- Check your understanding
(1) In the value-based care passage, could you reproduce the text from "Execution Gaps" to "or financial performance."?
(2) According to the value-based care passage, who should review all calculations to ensure accuracy?

- Source passage
.....
13. Spreadsheet Errors: Using spreadsheets for VBC reporting and settlements can introduce minor mechanical mistakes that compound into material calculation errors.
14. Incorrect Application of Contract Rules: Even with clearly defined contract calculations, errors can occur in execution. All calculations should be reviewed by personnel with the appropriate skill sets to ensure accuracy.
What You Can Do About It:
Implement rigorous data validation, standardized calculation procedures, and peer review to catch errors early. Reduce reliance on spreadsheets by centralizing calculations and automating repetitive processes. At Arbital, we’ve focused on building automated adjudication workflows that enforce contract rules consistently, minimizing human error while making complex calculations auditable and reliable.
Execution Gaps
Even with sound contracts and accurate data, performance can suffer if execution is misaligned. Common challenges include:
15. Lack of Meaningful KPIs: Key Performance Indicators should directly reflect the outcomes defined in the contract.16. Focus on the Wrong Metrics: Pursuing too many metrics—or ones that don’t impact contracted outcomes—dilutes effort and fails to improve contract value or financial performance.
17. Missing Feedback Loops: Delays in data and reporting often prevent teams from learning and applying incremental process improvements to optimize contract performance.
What You Can Do About It:
Align KPIs and metrics directly with contract outcomes to focus effort where it matters. Avoid tracking measures that don’t impact financial or clinical performance. Establish clear feedback loops so teams can adjust tactics quickly in response to real results. Automation and real-time dashboards can make monitoring and action more efficient and effective.
Financial Gamesmanship
Value-based care can break down when participants prioritize negotiation or “winning” over accurate measurement and collaboration. Common pitfalls include:
18. Negotiating Instead of Measuring: Business leaders may treat financial settlement as an opportunity to negotiate outcomes rather than simply measure results according to the contract.19. Chasing Financial Outcomes Instead of the Truth: Focusing on hitting specific financial targets rather than reflecting actual performance undermines the integrity of the agreement.
.....
- Supplied data

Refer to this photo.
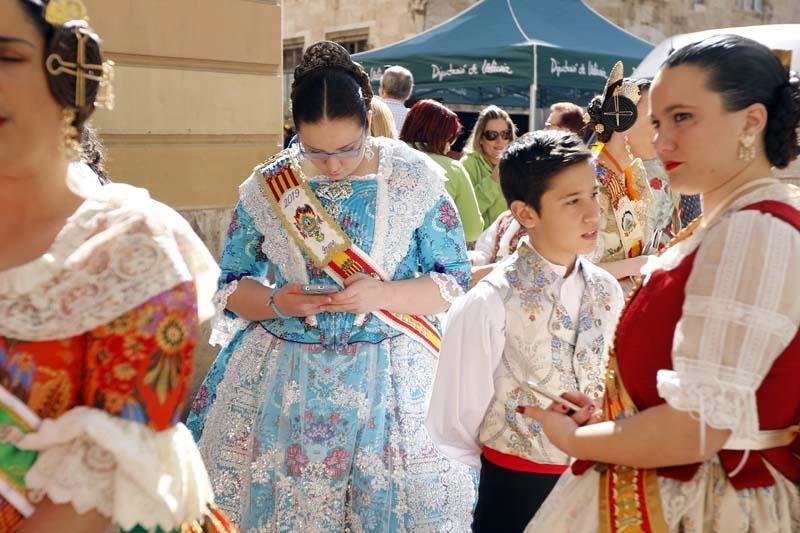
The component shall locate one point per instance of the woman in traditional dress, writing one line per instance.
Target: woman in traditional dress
.....
- Answers by item number
(1)
Execution Gaps
Even with sound contracts and accurate data, performance can suffer if execution is misaligned. Common challenges include:
15. Lack of Meaningful KPIs: Key Performance Indicators should directly reflect the outcomes defined in the contract.16. Focus on the Wrong Metrics: Pursuing too many metrics—or ones that don’t impact contracted outcomes—dilutes effort and fails to improve contract value or financial performance.

(2) Personnel with the appropriate skill sets.